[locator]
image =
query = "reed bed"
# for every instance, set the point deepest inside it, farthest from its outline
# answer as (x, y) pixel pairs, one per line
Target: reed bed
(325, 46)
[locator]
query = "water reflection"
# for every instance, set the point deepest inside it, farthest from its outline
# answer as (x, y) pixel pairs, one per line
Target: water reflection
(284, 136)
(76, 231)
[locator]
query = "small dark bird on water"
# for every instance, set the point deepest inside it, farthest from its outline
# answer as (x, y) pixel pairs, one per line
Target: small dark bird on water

····················

**What the task requires:**
In full and without alteration, return every line above.

**Written solution:**
[locator]
image =
query = "reed bed"
# for every instance, set the point deepest inside it, farthest from its outline
# answer as (x, y) pixel pairs, one per line
Target: reed bed
(325, 46)
[locator]
query = "water reflection"
# for every instance, set the point deepest inside it, farthest from its outline
# answer as (x, y) pixel pairs, one per line
Target: water reflection
(284, 136)
(76, 231)
[locator]
query = "small dark bird on water"
# for every instance, set the point deepest inside it, farthest from its outline
# answer as (x, y) pixel pairs, one per line
Target: small dark bird on water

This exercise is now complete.